**DIRECTIONS:**
Restate word for word the lines in the listing below, starting at the line containing "Where can the slate" and ending at the line containing "column 135, row 3", both included; leave out the rest.

::::::::

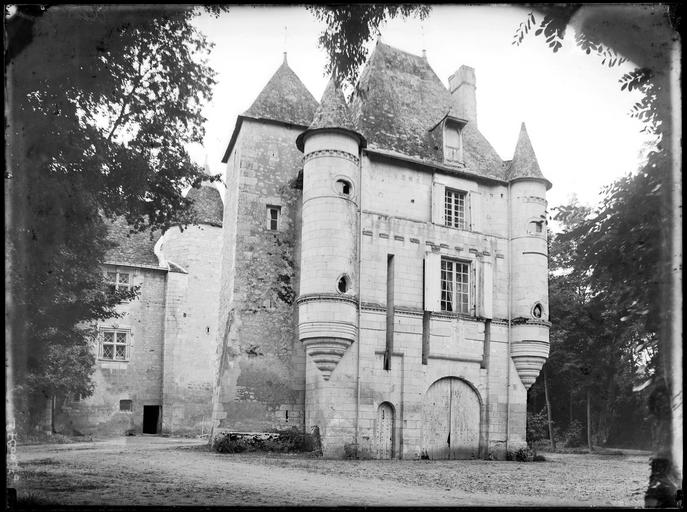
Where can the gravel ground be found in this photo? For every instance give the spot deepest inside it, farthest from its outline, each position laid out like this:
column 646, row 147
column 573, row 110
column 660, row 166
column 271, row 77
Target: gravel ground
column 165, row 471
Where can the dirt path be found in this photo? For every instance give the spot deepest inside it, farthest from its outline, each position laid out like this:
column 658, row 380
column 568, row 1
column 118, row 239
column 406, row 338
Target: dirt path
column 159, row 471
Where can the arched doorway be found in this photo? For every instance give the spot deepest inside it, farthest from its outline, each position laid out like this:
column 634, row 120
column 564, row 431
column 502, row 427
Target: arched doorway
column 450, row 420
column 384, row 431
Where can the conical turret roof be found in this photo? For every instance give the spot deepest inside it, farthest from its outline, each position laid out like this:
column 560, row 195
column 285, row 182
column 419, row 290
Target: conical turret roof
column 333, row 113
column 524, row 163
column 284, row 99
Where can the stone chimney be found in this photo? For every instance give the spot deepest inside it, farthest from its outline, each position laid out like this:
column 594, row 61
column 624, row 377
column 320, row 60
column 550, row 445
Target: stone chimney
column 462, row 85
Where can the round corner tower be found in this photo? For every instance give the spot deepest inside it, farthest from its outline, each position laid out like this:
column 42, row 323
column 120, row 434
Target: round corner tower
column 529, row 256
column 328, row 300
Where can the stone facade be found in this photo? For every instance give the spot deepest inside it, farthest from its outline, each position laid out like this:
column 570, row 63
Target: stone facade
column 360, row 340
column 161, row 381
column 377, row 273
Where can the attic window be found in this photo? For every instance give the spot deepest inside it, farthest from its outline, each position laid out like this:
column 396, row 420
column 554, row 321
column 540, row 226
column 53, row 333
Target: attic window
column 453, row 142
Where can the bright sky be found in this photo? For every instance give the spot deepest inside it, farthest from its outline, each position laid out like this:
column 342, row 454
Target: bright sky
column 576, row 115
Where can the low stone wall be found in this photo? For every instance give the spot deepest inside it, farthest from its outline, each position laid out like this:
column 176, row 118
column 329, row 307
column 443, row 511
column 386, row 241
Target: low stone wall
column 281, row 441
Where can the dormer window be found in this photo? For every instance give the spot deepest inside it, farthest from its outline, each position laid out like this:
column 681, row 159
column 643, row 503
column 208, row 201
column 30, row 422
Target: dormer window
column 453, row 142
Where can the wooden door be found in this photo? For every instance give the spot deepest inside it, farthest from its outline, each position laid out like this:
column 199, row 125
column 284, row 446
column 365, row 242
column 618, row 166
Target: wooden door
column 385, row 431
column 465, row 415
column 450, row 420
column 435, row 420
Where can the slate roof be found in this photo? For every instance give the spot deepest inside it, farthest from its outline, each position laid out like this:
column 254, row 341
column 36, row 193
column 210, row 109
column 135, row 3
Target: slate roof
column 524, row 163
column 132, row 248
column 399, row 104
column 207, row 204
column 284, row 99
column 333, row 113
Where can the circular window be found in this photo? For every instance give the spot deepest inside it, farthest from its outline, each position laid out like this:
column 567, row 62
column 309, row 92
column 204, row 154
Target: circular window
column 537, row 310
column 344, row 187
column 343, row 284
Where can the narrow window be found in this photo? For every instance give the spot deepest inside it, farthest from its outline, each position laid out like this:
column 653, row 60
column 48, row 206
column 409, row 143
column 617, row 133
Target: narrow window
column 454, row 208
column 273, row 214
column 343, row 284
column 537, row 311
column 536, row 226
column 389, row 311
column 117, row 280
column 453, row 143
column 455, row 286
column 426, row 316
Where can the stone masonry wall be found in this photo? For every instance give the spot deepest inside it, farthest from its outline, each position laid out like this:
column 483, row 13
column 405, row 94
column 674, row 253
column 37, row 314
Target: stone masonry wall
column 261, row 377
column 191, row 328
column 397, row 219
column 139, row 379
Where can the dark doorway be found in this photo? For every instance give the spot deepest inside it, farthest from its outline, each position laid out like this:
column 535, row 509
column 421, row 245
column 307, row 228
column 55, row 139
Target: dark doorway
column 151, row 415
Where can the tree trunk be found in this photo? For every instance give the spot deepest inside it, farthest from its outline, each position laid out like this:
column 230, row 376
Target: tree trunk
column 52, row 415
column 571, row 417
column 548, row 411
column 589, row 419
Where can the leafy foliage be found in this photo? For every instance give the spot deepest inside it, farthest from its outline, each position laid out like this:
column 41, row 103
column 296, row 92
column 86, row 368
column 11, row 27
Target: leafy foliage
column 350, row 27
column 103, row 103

::::::::

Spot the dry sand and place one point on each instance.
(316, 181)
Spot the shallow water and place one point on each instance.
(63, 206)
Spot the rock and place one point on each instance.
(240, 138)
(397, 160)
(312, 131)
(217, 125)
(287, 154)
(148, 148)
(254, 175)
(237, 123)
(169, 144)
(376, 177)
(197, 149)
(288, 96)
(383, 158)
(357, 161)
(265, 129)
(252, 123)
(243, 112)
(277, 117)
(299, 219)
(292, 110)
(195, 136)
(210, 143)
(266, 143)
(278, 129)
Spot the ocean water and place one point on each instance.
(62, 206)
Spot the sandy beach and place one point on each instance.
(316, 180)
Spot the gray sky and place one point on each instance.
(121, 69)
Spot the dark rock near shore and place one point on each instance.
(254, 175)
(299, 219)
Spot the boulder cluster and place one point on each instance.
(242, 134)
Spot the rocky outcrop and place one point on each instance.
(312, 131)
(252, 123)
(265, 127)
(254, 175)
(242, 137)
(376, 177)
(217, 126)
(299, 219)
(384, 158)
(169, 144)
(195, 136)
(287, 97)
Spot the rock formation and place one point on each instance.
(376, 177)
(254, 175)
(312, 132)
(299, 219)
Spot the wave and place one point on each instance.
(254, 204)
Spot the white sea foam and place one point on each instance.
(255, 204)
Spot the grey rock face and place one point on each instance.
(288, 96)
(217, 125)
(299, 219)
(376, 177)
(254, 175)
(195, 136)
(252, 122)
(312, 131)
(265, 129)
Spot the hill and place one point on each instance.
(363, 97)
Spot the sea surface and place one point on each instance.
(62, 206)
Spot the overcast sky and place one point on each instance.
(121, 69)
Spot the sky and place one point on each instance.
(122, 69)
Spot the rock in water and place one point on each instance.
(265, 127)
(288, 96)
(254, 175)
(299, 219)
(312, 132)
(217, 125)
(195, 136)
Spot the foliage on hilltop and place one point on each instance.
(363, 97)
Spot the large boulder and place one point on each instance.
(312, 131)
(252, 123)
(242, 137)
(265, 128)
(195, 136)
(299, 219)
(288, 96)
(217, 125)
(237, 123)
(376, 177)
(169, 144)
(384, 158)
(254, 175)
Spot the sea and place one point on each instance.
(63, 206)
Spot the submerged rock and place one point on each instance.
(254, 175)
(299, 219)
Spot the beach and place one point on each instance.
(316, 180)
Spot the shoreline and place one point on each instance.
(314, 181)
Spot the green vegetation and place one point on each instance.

::::::::

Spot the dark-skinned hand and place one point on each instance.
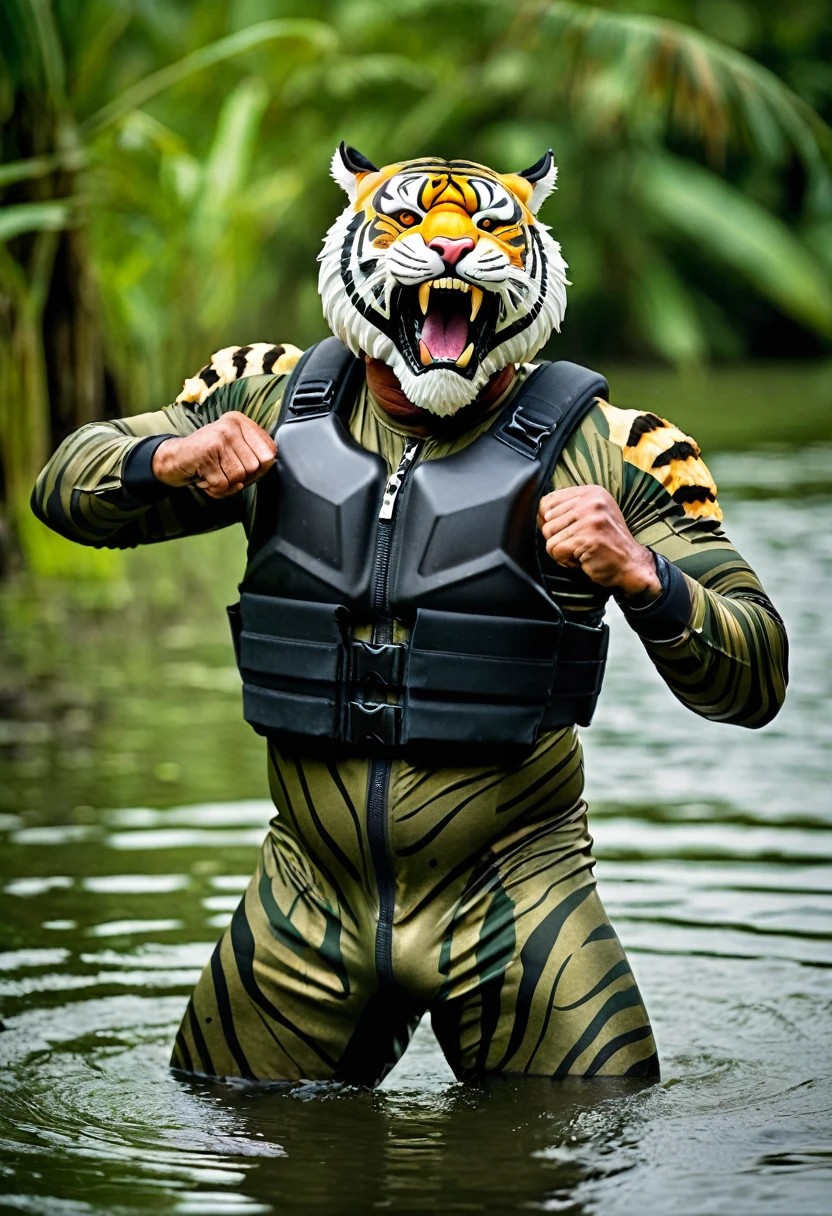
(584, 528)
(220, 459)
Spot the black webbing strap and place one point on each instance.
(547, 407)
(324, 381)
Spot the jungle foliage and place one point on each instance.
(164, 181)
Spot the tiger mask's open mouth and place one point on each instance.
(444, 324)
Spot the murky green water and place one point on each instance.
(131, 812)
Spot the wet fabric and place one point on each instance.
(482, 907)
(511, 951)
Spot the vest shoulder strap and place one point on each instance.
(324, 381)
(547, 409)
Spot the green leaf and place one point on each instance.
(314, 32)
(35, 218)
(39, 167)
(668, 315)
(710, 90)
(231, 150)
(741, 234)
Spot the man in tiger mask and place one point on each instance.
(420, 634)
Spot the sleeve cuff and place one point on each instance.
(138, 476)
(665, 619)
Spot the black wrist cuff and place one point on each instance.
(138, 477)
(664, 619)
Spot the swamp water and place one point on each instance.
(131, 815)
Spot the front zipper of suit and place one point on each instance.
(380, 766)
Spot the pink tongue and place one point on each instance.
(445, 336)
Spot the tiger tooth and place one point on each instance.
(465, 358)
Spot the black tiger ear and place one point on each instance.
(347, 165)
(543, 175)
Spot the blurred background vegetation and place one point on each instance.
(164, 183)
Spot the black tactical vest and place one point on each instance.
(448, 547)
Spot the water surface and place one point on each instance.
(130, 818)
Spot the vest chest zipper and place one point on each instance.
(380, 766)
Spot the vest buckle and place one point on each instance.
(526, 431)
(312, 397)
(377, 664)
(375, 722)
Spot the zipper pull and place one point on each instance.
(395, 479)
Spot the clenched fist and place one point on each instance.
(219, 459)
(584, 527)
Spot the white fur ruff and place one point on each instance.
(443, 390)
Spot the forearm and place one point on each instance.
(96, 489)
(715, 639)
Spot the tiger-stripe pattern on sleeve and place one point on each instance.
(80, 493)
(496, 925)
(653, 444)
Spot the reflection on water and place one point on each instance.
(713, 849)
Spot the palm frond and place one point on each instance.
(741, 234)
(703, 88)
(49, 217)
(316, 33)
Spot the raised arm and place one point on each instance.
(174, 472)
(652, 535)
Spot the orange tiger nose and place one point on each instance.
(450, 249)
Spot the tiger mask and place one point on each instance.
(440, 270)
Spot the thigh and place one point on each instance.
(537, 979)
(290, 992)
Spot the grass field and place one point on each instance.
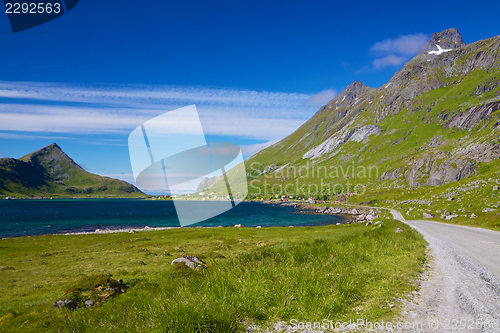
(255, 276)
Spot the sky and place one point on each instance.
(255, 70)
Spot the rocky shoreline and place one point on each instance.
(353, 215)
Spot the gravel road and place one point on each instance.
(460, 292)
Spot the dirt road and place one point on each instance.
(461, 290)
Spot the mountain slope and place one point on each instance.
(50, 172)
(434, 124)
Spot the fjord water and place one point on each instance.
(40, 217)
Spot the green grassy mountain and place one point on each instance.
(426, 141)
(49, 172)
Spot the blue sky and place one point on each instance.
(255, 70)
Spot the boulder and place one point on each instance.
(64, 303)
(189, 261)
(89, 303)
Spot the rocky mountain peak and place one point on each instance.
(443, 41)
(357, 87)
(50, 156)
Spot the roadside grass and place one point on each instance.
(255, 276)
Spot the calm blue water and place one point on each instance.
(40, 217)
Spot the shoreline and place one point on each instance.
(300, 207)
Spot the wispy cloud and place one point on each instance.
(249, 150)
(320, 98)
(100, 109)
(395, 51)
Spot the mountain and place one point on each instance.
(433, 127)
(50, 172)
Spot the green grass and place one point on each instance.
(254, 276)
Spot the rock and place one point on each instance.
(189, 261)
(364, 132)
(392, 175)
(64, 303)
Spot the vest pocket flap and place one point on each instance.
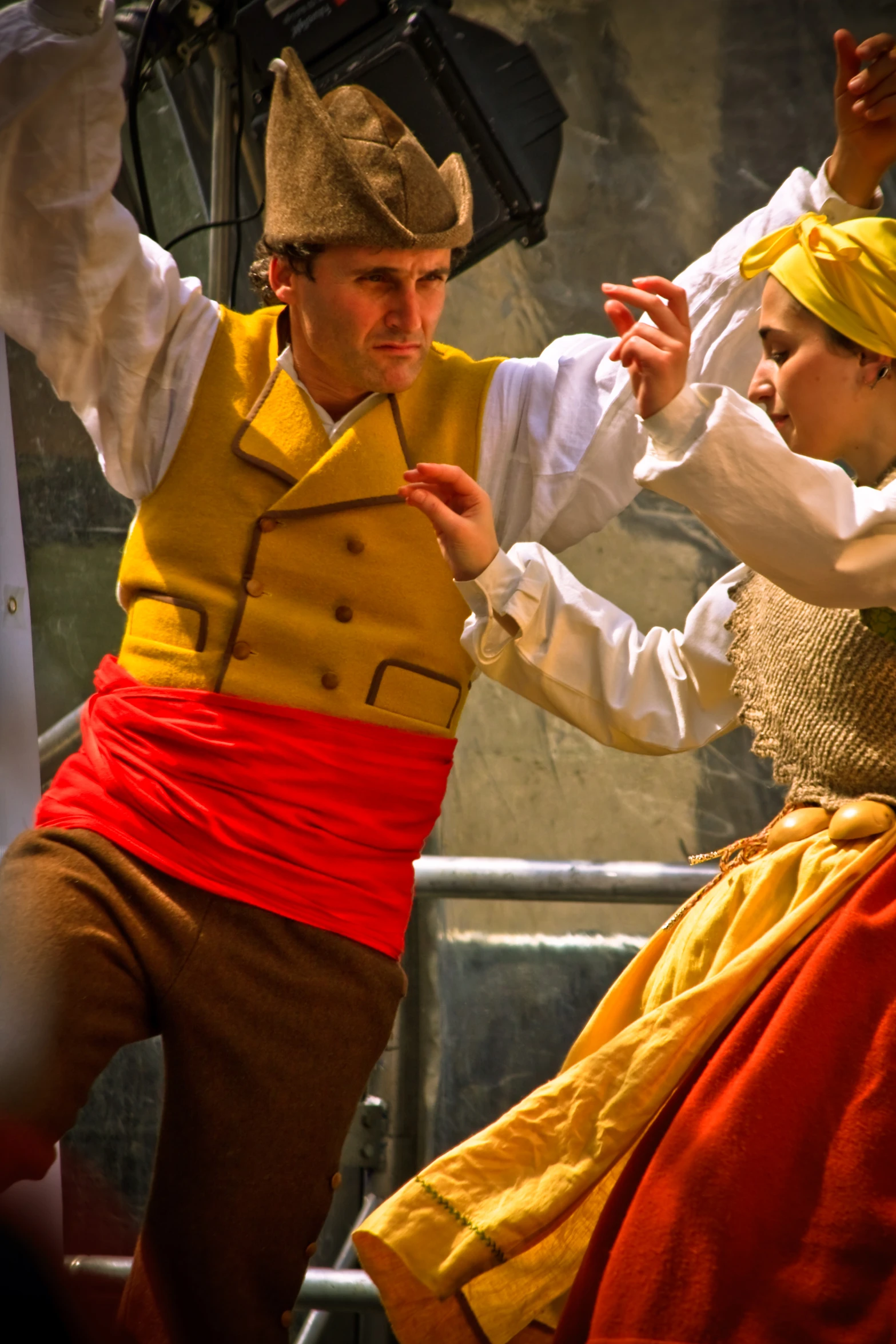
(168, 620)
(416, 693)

::::::::

**ANSWER BELOW:**
Where can the slate roof be found in this photo? For every instance give the spot deepest inside it, farthest from its outline, each position laid out like this:
column 254, row 341
column 36, row 193
column 210, row 109
column 135, row 3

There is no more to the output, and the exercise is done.